* Start *

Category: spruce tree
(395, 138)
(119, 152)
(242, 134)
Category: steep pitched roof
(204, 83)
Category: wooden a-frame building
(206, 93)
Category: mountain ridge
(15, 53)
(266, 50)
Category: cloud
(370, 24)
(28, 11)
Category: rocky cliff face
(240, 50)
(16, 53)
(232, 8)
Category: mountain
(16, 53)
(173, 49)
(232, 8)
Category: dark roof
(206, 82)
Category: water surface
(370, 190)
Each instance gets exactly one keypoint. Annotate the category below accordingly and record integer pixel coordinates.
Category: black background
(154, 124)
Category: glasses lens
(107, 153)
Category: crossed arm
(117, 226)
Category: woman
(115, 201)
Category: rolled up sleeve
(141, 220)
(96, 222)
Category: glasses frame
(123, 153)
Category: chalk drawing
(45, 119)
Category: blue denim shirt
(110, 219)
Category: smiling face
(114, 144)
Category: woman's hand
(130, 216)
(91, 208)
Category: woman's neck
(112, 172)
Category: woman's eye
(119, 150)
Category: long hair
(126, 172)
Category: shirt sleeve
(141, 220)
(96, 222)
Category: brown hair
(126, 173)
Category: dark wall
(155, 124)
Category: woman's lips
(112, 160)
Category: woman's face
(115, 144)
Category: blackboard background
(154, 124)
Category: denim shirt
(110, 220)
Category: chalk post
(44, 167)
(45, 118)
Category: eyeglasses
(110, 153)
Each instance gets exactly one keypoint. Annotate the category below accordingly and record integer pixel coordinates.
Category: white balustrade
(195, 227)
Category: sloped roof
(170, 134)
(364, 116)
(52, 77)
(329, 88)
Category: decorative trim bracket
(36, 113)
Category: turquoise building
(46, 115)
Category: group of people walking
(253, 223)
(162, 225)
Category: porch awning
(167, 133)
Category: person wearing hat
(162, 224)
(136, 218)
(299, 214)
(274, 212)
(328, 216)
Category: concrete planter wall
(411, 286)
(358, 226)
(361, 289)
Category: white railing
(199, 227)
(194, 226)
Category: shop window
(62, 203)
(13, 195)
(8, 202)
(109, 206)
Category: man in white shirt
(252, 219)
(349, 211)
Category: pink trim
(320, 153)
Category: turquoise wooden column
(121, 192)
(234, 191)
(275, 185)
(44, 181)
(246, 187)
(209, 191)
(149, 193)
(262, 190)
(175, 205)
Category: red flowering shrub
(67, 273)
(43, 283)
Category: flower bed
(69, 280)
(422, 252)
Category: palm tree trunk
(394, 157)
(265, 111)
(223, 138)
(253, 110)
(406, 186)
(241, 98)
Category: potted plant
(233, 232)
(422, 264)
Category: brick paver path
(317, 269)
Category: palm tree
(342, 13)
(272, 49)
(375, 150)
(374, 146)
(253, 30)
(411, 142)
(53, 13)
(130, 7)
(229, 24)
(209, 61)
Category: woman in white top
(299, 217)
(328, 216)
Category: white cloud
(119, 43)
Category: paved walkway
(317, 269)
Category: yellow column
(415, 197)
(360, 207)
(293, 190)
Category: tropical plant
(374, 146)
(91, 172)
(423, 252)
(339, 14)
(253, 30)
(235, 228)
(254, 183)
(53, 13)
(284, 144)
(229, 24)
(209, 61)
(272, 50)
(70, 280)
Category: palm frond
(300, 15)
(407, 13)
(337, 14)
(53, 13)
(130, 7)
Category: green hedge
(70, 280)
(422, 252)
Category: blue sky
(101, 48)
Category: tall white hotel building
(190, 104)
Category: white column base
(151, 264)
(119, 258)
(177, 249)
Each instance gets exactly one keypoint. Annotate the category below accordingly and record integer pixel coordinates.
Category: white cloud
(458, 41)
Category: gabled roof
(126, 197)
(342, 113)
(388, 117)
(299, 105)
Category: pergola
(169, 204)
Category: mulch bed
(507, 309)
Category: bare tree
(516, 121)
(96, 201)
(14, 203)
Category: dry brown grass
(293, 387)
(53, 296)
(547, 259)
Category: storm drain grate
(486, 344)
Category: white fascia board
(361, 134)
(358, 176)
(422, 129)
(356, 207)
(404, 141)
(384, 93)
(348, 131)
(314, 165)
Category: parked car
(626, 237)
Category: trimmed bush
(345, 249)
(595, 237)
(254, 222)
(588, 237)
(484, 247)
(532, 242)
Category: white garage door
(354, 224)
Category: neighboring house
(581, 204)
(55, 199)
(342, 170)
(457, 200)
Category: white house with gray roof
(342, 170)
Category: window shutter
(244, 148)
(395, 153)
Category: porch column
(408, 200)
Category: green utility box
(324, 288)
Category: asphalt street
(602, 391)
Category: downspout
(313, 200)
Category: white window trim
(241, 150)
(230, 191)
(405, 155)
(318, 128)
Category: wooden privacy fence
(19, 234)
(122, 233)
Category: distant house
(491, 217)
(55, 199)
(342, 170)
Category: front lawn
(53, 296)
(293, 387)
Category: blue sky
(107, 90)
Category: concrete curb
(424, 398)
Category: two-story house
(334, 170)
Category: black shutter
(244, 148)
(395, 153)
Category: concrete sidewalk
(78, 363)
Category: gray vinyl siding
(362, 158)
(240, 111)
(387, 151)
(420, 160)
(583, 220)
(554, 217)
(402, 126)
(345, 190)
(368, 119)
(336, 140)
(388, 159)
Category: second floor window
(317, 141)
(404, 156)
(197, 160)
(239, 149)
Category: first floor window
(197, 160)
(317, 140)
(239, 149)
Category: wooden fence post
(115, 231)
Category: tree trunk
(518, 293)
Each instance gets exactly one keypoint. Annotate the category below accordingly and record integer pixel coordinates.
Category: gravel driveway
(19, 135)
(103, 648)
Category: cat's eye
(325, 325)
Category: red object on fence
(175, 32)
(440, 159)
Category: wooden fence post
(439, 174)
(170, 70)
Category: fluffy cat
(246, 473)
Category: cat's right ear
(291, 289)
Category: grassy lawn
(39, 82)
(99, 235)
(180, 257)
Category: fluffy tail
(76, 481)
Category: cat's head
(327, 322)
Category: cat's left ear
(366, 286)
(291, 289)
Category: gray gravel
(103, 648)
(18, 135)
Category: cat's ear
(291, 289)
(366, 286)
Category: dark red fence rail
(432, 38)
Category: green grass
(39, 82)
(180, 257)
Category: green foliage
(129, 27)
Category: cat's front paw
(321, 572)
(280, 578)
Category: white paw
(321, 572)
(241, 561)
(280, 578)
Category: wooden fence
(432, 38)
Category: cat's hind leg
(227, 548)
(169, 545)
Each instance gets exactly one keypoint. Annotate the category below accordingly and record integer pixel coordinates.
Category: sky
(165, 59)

* End *
* Start *

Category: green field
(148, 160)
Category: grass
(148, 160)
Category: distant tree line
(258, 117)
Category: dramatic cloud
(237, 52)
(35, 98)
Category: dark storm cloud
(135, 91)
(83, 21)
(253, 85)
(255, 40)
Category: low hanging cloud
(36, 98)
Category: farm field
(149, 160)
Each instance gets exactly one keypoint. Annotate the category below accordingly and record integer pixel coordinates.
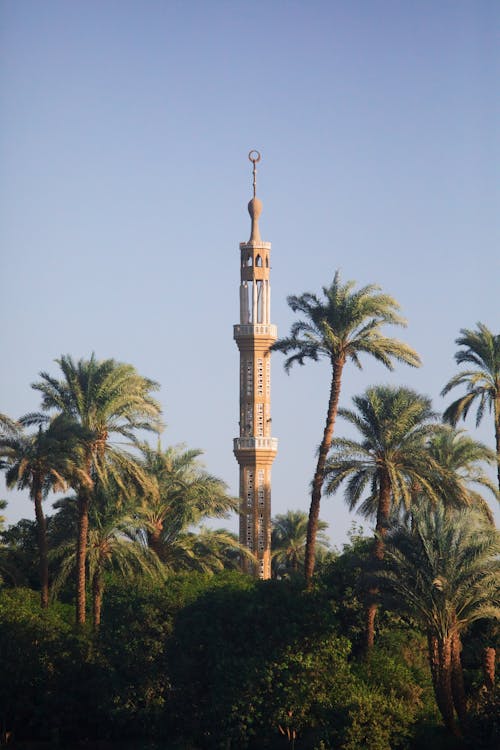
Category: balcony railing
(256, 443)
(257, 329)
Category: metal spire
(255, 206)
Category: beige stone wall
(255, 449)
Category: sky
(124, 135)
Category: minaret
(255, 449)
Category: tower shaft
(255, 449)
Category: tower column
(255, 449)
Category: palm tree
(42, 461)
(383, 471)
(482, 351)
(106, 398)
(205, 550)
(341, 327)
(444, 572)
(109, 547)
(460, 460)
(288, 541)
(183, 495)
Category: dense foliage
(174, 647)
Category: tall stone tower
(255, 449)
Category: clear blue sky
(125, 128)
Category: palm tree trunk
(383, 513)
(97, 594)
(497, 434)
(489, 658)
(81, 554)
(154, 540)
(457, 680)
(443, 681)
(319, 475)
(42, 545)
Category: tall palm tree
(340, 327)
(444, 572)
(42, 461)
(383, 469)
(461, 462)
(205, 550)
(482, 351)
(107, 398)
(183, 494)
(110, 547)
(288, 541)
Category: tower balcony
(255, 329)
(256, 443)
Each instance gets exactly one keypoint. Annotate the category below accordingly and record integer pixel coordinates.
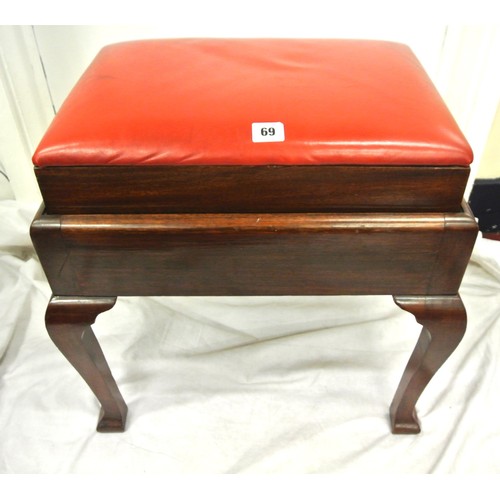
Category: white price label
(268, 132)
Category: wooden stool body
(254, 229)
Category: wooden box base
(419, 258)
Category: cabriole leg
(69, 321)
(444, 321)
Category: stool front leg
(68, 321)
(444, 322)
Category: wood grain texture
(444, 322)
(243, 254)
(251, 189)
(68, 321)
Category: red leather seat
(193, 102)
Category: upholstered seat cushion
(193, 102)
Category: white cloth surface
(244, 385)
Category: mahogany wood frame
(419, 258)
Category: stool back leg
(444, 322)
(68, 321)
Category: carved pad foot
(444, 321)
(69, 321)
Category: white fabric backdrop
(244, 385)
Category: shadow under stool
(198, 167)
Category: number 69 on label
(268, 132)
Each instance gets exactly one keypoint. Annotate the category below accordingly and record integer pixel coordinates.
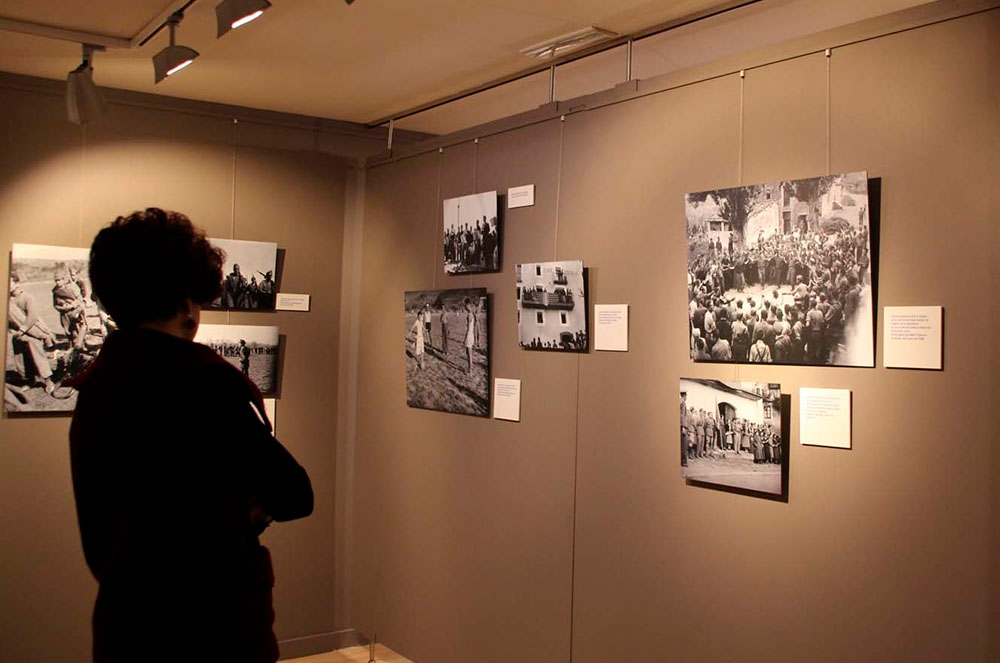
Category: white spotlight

* End *
* Start *

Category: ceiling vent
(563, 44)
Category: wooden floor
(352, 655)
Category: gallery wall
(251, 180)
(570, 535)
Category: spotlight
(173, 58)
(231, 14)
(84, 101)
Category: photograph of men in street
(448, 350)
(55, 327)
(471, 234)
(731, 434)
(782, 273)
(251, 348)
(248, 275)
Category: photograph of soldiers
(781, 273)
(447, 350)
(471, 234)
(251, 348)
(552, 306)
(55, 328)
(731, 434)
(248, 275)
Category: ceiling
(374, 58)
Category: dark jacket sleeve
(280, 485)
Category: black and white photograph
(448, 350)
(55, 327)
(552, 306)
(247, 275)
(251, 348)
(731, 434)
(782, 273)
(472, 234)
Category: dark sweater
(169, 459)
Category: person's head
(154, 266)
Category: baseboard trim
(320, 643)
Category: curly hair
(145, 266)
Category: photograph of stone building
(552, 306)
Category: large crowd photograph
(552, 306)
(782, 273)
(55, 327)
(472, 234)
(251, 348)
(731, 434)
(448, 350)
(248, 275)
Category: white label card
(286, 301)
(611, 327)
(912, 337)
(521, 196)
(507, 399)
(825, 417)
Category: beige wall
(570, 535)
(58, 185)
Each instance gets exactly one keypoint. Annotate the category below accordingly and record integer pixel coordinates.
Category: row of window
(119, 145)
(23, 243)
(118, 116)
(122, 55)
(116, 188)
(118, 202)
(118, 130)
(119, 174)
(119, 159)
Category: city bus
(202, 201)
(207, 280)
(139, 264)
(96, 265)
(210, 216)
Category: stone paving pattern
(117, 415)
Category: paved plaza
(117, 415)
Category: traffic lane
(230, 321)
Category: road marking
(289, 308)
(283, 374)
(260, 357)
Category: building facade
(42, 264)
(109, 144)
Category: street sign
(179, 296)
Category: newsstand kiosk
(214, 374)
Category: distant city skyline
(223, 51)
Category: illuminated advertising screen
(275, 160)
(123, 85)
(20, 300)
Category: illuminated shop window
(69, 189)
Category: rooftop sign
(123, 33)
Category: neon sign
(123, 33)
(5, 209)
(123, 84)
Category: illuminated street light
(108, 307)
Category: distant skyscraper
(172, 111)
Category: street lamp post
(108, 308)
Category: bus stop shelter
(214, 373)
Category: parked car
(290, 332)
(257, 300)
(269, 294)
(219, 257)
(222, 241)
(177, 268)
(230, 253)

* End *

▸ EXERCISE PROMPT
Rewrite the part of the data that opens with the line containing "Category: number 69 on label" and closes with the line containing "Category: white spotlight", replacing "spotlight" with "floodlight" and keeping everything else unchanged. Leave the pictures out of your answer.

▸ ANSWER IN FULL
Category: number 69 on label
(268, 132)
Each instance gets exactly one keypoint. Annotate the category below accordingly and record integer pixel coordinates.
Category: white floodlight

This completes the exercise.